Start of Extracted entries
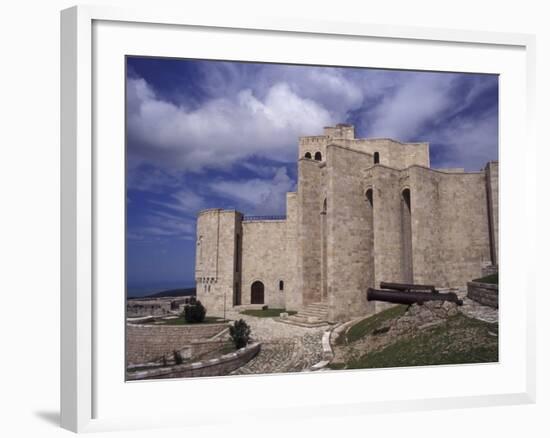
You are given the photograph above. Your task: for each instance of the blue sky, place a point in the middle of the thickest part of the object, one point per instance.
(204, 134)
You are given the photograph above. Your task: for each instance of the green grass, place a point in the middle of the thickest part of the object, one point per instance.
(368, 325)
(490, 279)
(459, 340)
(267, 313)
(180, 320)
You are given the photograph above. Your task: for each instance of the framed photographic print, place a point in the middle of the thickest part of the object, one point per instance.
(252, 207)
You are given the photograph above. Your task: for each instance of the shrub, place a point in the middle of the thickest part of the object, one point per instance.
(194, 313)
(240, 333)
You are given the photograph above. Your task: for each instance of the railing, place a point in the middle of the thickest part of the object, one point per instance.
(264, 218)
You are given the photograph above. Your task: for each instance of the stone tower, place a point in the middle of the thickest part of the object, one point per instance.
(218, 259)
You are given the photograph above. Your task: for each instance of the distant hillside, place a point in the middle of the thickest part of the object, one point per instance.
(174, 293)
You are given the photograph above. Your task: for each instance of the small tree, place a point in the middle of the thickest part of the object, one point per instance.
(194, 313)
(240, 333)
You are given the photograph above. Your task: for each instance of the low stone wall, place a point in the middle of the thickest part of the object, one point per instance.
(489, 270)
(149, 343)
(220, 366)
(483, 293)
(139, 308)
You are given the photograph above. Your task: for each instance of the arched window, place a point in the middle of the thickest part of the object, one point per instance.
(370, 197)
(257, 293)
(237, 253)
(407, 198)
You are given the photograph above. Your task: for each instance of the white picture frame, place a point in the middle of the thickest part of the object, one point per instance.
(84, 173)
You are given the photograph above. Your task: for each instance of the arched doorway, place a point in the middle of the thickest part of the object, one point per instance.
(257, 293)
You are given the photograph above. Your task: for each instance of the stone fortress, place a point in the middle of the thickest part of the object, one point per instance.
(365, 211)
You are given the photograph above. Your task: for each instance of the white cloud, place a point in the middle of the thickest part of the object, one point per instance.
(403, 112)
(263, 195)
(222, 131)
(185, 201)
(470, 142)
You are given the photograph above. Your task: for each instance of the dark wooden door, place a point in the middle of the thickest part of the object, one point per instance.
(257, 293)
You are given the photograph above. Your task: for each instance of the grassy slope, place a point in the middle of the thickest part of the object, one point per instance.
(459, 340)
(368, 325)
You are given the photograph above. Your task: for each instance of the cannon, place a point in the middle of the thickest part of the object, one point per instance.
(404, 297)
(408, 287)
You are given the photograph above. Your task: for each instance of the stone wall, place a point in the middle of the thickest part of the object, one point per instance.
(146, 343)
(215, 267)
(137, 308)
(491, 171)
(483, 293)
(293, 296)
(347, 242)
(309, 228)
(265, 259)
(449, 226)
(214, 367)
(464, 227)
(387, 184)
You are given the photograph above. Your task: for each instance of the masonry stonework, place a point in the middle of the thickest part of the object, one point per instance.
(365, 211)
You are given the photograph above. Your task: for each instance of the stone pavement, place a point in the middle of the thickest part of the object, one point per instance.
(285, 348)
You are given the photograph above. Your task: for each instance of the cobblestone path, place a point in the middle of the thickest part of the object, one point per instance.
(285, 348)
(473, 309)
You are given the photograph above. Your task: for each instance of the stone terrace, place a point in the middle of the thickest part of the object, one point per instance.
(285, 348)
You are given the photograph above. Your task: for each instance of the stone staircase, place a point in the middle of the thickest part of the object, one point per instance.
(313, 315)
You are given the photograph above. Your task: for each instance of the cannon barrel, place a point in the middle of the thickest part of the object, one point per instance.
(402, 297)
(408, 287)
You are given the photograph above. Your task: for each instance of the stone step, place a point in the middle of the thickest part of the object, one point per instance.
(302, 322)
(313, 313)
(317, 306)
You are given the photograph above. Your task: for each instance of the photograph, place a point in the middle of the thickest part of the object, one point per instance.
End of Extracted entries
What is being asked: Write out the whole listing exactly, and drop the pictures.

Result of this task:
You are given the photograph above. Your task: for each instance of the blue sky, place a point in the middle of the thickest part of the object, one point per instance.
(204, 134)
You are given the photograph above. Your task: for each instance of the green grass, place a point in the middle of the thickest part of the object, one point per instance.
(368, 325)
(490, 279)
(459, 340)
(267, 313)
(180, 320)
You are given the photograph above. Your task: for each instance of the framed photographic print, place a point in the middle of the thickest part of the object, one point per instance.
(252, 207)
You are given the photograph above. Your task: for each instance of the shrub, place a point in the middle of the thickest part of the object, one point per instance.
(194, 313)
(240, 333)
You are given the photograph above. Your task: for each instance of the railing, place a point in the middle of the thickest part of the object, one point per instance.
(264, 218)
You are given the photograph above. Your task: for each instance of the stone tower, place a point in the middle of the thickest part of the object, one point per instance.
(218, 259)
You are given the photograph above. Your task: for each instance of the distant hillside, place a point in the middle of the thickest part of the object, one point per instance.
(174, 293)
You are given the photograph above. Your task: for each instance of the small tree, place a point in the middle of the thickest part of the object, one point per instance.
(194, 313)
(240, 333)
You are given the photograph above. Your task: for each instance of the low stone wall, place a point in the middle of the thickest part of the object, one point per instance.
(489, 270)
(149, 343)
(220, 366)
(483, 293)
(139, 308)
You are given the photograph above. Your task: for each instance of the arched window, place a point in the middle of the thickest part of the object, one point per instance.
(370, 197)
(257, 293)
(237, 253)
(407, 198)
You are given the photograph above. Your task: for each instance of the white picture frame, place a point in the middle of the thickest part of the object, one point per instance.
(84, 173)
You are given the photograph above. Your task: for each instance of the arched doorway, place a point in the middle of the thickest part of the object, one point per instance.
(257, 293)
You are given the photograph above. Your task: for each instance of the stone fortress, place a point in the middle of the thickest part of the object, one point per instance.
(365, 211)
You are given the photograph above. Your task: for each instance of the white cloud, place a point in the middle of the thickest part of the object, one point per instance.
(403, 112)
(263, 195)
(222, 131)
(185, 201)
(470, 142)
You are given the photograph above. Your task: for each instance of the dark wooden door, place a point in the middle of the thickest part of the object, one point per instance.
(257, 293)
You are given the photograph above. Your task: for each instance of the grassy slope, place a point in the middle of the thickest part of the object, one point per instance.
(459, 340)
(368, 325)
You are given the photograph above. Your task: for each instance of the cannon, place a point in the middle of the thickest part of the object, one point per instance.
(404, 297)
(408, 287)
You are given the photograph above. Your task: for each instance of the stone wall, place a point in the middle of the thickest part of the object, one point per instance.
(146, 343)
(215, 267)
(137, 308)
(491, 171)
(483, 293)
(293, 296)
(347, 242)
(309, 228)
(265, 259)
(449, 226)
(214, 367)
(464, 227)
(387, 184)
You are given the photograph above. Your task: for each instance of the masonry stonework, place a point in the middle of the thickest part of the object, one point per instance.
(365, 211)
You are given the photograph above. Your task: for each instance of the stone pavement, place a point in the middle of the thickest part of the object, one point per instance.
(285, 348)
You are given the photograph above. Your task: for each instance of the cobblestone path, place a point in the middle of the thickest part of the object, one point per instance.
(285, 348)
(473, 309)
You are given the photograph above. Your task: for each instance of the stone terrace, place a point in the middle of the thickest part of the object, one point per instance.
(285, 348)
You are given the photograph above. Your task: for each instance of the stone staircase, place a point in the middle of the thickest part of the object, one point per instance.
(313, 315)
You are given the photograph above. Your task: for each instance of the cannon barrel, place a point in the middle of the thickest part of the object, one point per instance.
(402, 297)
(408, 287)
You are given the photograph above. Your task: for each instance of the stone step, place a point in the middle of the thickest part of the object, one point per instance.
(302, 322)
(313, 313)
(317, 306)
You are given the photograph above. Your task: for each instance of the photograph, place a point in the middle of the thickest part of the object, one point per instance.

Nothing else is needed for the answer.